▶ **RECORDED DATA**:

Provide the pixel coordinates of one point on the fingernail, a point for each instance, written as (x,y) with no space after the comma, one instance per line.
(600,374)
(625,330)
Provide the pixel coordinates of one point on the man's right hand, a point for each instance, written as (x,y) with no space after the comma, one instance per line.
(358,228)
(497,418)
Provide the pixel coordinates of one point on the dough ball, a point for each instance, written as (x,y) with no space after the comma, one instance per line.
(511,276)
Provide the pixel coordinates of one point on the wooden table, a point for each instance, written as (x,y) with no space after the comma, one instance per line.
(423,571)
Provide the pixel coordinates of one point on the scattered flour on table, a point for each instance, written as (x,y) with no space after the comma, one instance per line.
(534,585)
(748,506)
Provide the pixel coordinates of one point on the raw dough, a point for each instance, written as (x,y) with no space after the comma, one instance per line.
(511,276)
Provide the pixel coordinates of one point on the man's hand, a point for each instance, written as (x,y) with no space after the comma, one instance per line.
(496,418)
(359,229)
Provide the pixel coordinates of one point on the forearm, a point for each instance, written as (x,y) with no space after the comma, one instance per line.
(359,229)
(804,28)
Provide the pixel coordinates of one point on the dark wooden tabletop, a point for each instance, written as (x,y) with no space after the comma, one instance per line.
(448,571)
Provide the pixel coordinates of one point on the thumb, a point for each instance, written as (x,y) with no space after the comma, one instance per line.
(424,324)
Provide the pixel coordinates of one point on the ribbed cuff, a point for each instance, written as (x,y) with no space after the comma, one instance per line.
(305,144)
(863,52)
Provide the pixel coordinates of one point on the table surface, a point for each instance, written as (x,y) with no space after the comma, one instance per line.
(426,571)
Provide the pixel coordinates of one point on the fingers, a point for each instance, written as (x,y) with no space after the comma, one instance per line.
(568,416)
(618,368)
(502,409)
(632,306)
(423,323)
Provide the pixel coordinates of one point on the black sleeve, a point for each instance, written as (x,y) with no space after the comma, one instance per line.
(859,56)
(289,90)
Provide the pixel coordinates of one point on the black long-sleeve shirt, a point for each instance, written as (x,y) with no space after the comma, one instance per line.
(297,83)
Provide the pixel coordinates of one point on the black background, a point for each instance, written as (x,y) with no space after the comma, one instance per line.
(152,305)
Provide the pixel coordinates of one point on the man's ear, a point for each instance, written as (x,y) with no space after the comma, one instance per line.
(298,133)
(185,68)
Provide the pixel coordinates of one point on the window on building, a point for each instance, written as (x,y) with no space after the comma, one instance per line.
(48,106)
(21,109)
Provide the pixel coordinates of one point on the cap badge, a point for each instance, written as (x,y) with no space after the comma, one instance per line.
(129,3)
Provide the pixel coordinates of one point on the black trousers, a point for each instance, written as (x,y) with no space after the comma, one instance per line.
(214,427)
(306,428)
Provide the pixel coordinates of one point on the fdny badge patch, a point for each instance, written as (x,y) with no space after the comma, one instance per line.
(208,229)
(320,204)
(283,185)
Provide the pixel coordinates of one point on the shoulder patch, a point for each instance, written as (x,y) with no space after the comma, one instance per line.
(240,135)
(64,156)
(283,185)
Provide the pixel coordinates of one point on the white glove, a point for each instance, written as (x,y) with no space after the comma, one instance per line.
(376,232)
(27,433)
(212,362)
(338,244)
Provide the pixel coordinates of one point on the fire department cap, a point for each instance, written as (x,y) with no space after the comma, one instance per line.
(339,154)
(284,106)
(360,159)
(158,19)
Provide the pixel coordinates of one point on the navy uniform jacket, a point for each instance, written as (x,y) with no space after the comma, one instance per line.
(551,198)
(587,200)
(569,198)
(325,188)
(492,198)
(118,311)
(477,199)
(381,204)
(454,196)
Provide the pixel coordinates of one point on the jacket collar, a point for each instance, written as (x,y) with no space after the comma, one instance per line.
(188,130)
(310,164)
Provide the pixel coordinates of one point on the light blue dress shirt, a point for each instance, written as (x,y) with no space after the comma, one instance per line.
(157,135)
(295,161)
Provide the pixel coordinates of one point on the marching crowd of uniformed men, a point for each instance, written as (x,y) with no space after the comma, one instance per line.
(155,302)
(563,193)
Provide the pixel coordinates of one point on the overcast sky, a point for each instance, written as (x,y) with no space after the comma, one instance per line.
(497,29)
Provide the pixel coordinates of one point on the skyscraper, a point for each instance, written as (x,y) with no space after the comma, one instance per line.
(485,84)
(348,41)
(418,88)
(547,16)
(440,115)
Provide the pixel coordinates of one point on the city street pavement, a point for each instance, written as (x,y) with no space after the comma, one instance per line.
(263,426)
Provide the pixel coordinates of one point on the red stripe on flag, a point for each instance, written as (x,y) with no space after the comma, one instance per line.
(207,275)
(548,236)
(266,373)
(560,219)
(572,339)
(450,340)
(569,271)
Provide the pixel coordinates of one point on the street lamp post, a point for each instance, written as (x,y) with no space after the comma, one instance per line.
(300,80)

▶ **REQUIREMENT**: Transcribe every entry exactly.

▶ **WRITTEN ANSWER**:
Provide the pixel coordinates of one point on the fingernail, a point for each instance, written as (x,y) with no space after the comma, one instance per line.
(600,374)
(625,330)
Provide the pixel coordinates of one point on the man's right hand, a point for each instance, written as (x,y) with no space after the comma, one instance per line.
(358,228)
(497,418)
Provide the pixel coordinates of one point on the dough ball, a point for each instance, written as (x,y) with no space after the comma, one instance per line.
(511,276)
Provide the pixel coordinates of one point on the wooden table, a point for each instance, written as (x,y) with no space after the comma, one instance per line.
(423,571)
Provide the pixel coordinates of one point on the scattered flour on table, a point for each instance, written as (x,y) with no space after the comma, one instance per line.
(534,585)
(748,506)
Provide the pixel coordinates of one point on the raw dough, a point for each instance, written as (x,y) with no space after the comma, one instance per line.
(511,276)
Provide the pixel coordinates of one point on the man's hand, a point for each instance, written as (x,y) with no space after the comma, one instance per line.
(496,418)
(359,229)
Provide the pixel coordinates of one point on the forearm, a point for each instance, written as (x,y) with no space after the comma, one instance per line.
(359,229)
(804,28)
Provide the pixel coordinates of one point on the dark wooden tabletop, a point for each instance, written as (x,y) with no space after the comma, one instance per line.
(448,571)
Provide the pixel coordinates of one point on the thumb, a point for each instance, written as (x,y) with no space after the comma, one instance per line.
(424,324)
Provide the pixel coordinates of one point on the ribbed cuff, a point for each instance, written as (x,y) with no space after the comma, one instance per line.
(305,144)
(863,52)
Provide the pixel coordinates of one point on the table surface, a point for each instance, written as (x,y) with no space after the comma, one instance per line.
(426,571)
Provide the pixel coordinates of one point on the fingers, a point for each instance, written as (x,y) with no space after the comma, one instance per line.
(568,416)
(618,368)
(502,409)
(632,306)
(423,323)
Provide the pixel coordinates of one point on the black sleeve, a point for each instance, written as (x,y) with no space after the comma, one instance per line.
(859,56)
(289,90)
Provide the pixel coordinates of one point on the black long-sleeve shirt, a point for each instance, written as (x,y) with no space after the comma, one instance per line.
(297,83)
Provide the pixel coordinates of one point on the black background, a point for each instance, written as (x,y) with no space after the comma, one instance per line.
(152,305)
Provide the pixel coordinates of one point on the man's ear, a point for each instance, written as (x,y) with no space after the comma, one instance per line.
(298,133)
(185,68)
Provide the pixel coordinates of one point on the window on building, a point for each instance, written as (x,y) with no space after the comma, one instance per line.
(48,106)
(21,109)
Provide the pixel coordinates of one point on the cap badge, a point for each instance, written as (x,y) with no space after the comma, one instance per line.
(129,3)
Provide the pixel coordinates of one point on the black trousers, a point for each instance, written as (x,y) with no space after the comma, one instance per line.
(214,427)
(306,428)
Provide the pixel coordinates of one point on the fdny badge patch, a point for each instance, written as (x,y) with no space after the comma, one instance per line.
(208,229)
(320,204)
(283,185)
Provide the pixel coordinates of one point on the shoulder patch, a point for each instance, written as (x,y) with no space after the comma, one instance per line.
(240,135)
(64,156)
(283,185)
Provide the pixel coordinates of one point on the white glove, a point for each instance, written as (x,y) with no space after the comma, one instance per line.
(376,232)
(27,433)
(212,362)
(338,244)
Provide the pixel coordinates of one point on the fire department cap, a point for each instance, written as (x,y) with no space after the comma, one instance per line.
(339,154)
(284,106)
(360,159)
(158,19)
Provide the pixel coordinates of one point on the navy uniform jacket, a point for each instance, written as (x,y) with no space after the comma, one instance per line.
(551,198)
(587,200)
(569,198)
(325,188)
(492,198)
(118,311)
(477,199)
(381,204)
(454,196)
Provide the pixel coordinates of one point on the jacket collar, a point for each instance, written as (x,y) with no space after the comma, one instance per line.
(188,130)
(310,164)
Provide the pixel coordinates of one point on the light blue dress shirt, a point for each instance, written as (x,y) with no space after the comma, one instance per line.
(157,135)
(295,161)
Provide the pixel coordinates of one point on the marching crowd of uniformed men, a point for each instance, written as (x,y) with no space after the comma, one instance per line.
(155,302)
(563,193)
Provide the pixel coordinates of one point on the overcast sky, a point for each instance, written as (x,y) with no space after the comma, one instance per line.
(497,29)
Provide the pixel coordinates of one point on the skyscraper, a point for each instance, written as (x,y) with no space after the comma, one instance per line.
(485,84)
(348,41)
(418,88)
(547,16)
(440,115)
Provide the pixel coordinates of one point on the city street pavement, a point for each instance, written as (x,y) with no space after the comma, one instance per line.
(263,426)
Provide the pixel coordinates of one point on the red stripe on flag, a point for each instance, written as (x,y) with no space after the comma, one instance per line.
(207,275)
(548,236)
(266,373)
(560,219)
(572,339)
(450,340)
(569,271)
Provide the pixel coordinates of one point on the street lamp post, a point for each instance, written as (x,y) with no space after the comma, one instance per line.
(300,80)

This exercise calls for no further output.